About this task
Among the entries below, find the lines that contain the string "loose". State only how many there are.

Extracted records
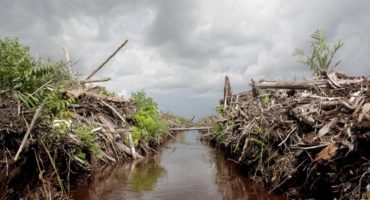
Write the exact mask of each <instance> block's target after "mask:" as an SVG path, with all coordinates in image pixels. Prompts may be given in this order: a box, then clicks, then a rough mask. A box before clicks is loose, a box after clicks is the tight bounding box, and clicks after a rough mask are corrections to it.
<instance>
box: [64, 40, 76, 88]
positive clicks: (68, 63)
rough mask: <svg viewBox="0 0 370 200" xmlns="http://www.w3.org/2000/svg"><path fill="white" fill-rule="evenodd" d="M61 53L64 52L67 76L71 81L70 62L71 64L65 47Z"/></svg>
mask: <svg viewBox="0 0 370 200" xmlns="http://www.w3.org/2000/svg"><path fill="white" fill-rule="evenodd" d="M63 51H64V56H65V57H66V62H67V71H68V76H69V79H70V80H72V81H73V80H74V77H73V71H72V62H71V59H70V58H69V53H68V49H67V48H66V47H63Z"/></svg>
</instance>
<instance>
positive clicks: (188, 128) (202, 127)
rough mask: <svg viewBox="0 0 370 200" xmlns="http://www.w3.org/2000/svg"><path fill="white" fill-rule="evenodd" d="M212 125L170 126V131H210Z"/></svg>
mask: <svg viewBox="0 0 370 200" xmlns="http://www.w3.org/2000/svg"><path fill="white" fill-rule="evenodd" d="M208 130H210V127H182V128H170V131H208Z"/></svg>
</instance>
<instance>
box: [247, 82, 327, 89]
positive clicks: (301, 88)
mask: <svg viewBox="0 0 370 200" xmlns="http://www.w3.org/2000/svg"><path fill="white" fill-rule="evenodd" d="M251 86H253V87H254V88H256V89H310V88H313V87H326V86H327V80H303V81H264V80H262V81H259V82H254V83H252V85H251Z"/></svg>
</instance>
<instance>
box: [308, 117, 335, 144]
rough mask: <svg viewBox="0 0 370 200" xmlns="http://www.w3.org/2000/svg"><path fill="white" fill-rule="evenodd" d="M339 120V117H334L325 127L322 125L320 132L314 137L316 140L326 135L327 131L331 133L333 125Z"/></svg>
mask: <svg viewBox="0 0 370 200" xmlns="http://www.w3.org/2000/svg"><path fill="white" fill-rule="evenodd" d="M337 122H338V118H334V119H332V120H331V121H330V122H329V123H327V124H326V125H325V126H324V127H322V128H321V129H320V130H319V134H318V135H317V136H316V137H315V138H314V140H316V139H317V138H319V137H322V136H324V135H326V134H327V133H329V131H330V130H331V127H332V126H333V125H334V124H336V123H337Z"/></svg>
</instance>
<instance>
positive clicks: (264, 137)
mask: <svg viewBox="0 0 370 200" xmlns="http://www.w3.org/2000/svg"><path fill="white" fill-rule="evenodd" d="M367 78H369V77H367ZM367 78H366V77H347V76H345V75H343V74H340V73H336V72H332V73H324V74H322V75H321V76H319V77H317V78H315V79H313V80H303V81H263V80H262V81H259V82H255V81H253V80H252V84H251V86H252V90H251V91H248V92H243V93H239V94H235V95H232V93H231V87H230V83H229V81H228V78H226V79H225V93H224V94H225V95H224V99H223V100H222V101H221V104H220V105H219V106H218V107H217V110H218V111H219V112H220V115H219V116H218V119H217V121H216V123H215V124H214V125H213V132H212V134H207V135H205V137H206V139H207V140H209V141H210V142H211V143H213V144H215V145H216V146H218V147H220V148H222V149H224V150H225V151H226V152H227V153H228V154H229V155H230V156H232V157H233V159H234V161H235V162H237V163H239V164H240V165H241V166H242V171H243V172H244V173H245V174H247V176H248V177H250V178H252V179H253V180H254V181H256V182H257V183H259V184H261V185H263V186H265V187H266V188H268V189H269V190H270V191H273V192H277V193H284V194H286V195H287V196H288V197H290V198H310V197H314V198H317V199H333V198H334V197H336V198H339V199H361V198H369V197H370V193H369V187H370V176H369V173H370V161H369V159H370V154H369V152H370V112H369V111H370V89H369V87H370V79H367Z"/></svg>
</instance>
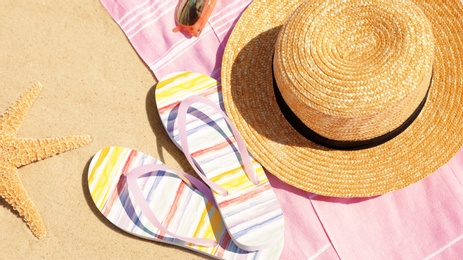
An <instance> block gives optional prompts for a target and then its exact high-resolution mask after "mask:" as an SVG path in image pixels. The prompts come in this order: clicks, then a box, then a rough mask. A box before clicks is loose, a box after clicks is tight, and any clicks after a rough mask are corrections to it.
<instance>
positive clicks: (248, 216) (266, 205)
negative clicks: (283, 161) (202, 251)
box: [155, 72, 284, 250]
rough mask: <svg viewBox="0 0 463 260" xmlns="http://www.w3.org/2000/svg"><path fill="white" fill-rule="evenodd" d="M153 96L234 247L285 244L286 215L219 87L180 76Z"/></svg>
mask: <svg viewBox="0 0 463 260" xmlns="http://www.w3.org/2000/svg"><path fill="white" fill-rule="evenodd" d="M155 93H156V94H155V99H156V104H157V109H158V112H159V115H160V117H161V121H162V123H163V125H164V127H165V129H166V131H167V133H168V135H169V136H170V138H171V139H172V140H173V141H174V143H175V144H176V145H177V147H178V148H179V149H181V150H182V151H183V152H184V154H185V156H186V158H187V159H188V161H189V162H190V164H191V165H192V167H193V168H194V169H195V171H196V172H197V174H198V176H200V177H201V179H202V180H203V181H204V182H205V183H206V184H207V185H208V186H209V187H210V188H211V189H212V191H213V196H214V198H215V201H216V203H217V205H218V209H219V211H220V213H221V215H222V218H223V220H224V223H225V226H226V227H227V230H228V232H229V234H230V236H231V238H232V239H233V241H234V242H235V244H236V245H237V246H239V247H240V248H242V249H245V250H259V249H262V248H265V247H269V246H272V245H277V244H281V243H283V232H284V220H283V213H282V211H281V208H280V206H279V203H278V201H277V198H276V196H275V194H274V192H273V190H272V187H271V186H270V183H269V181H268V179H267V177H266V175H265V172H264V169H263V168H262V166H261V165H260V164H258V163H257V162H256V161H255V160H254V159H252V158H251V157H250V155H249V153H248V152H247V150H246V148H245V147H244V142H243V141H242V138H241V137H240V135H239V133H238V131H237V130H236V128H235V127H234V126H233V125H232V124H231V122H229V120H228V118H227V117H226V114H225V113H224V109H223V107H222V95H221V86H220V84H219V83H218V82H217V81H216V80H214V79H212V78H210V77H208V76H206V75H203V74H199V73H193V72H178V73H173V74H170V75H168V76H166V77H164V78H163V79H161V80H159V82H158V84H157V86H156V91H155Z"/></svg>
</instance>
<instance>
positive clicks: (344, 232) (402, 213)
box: [311, 149, 463, 259]
mask: <svg viewBox="0 0 463 260" xmlns="http://www.w3.org/2000/svg"><path fill="white" fill-rule="evenodd" d="M462 174H463V149H460V151H459V152H458V153H457V155H456V156H455V157H454V158H453V159H452V160H450V162H449V163H447V164H446V165H444V166H442V167H441V168H440V169H438V170H437V171H436V172H435V173H434V174H431V175H430V176H428V177H427V178H426V179H424V180H422V181H420V182H418V183H415V184H412V185H410V186H409V187H407V188H405V189H401V190H398V191H394V192H391V193H388V194H385V195H382V196H379V197H375V198H370V199H359V198H357V199H336V198H328V197H322V196H316V195H312V196H311V201H312V204H313V206H314V208H315V210H316V212H317V214H318V216H319V218H320V219H321V221H322V223H323V226H324V228H325V230H326V233H327V234H328V235H329V237H330V238H331V241H332V243H333V246H334V248H335V249H336V250H337V252H338V254H339V256H340V257H341V259H404V258H412V259H431V258H433V259H461V257H462V256H463V187H462V180H463V176H462Z"/></svg>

Solved exercise
2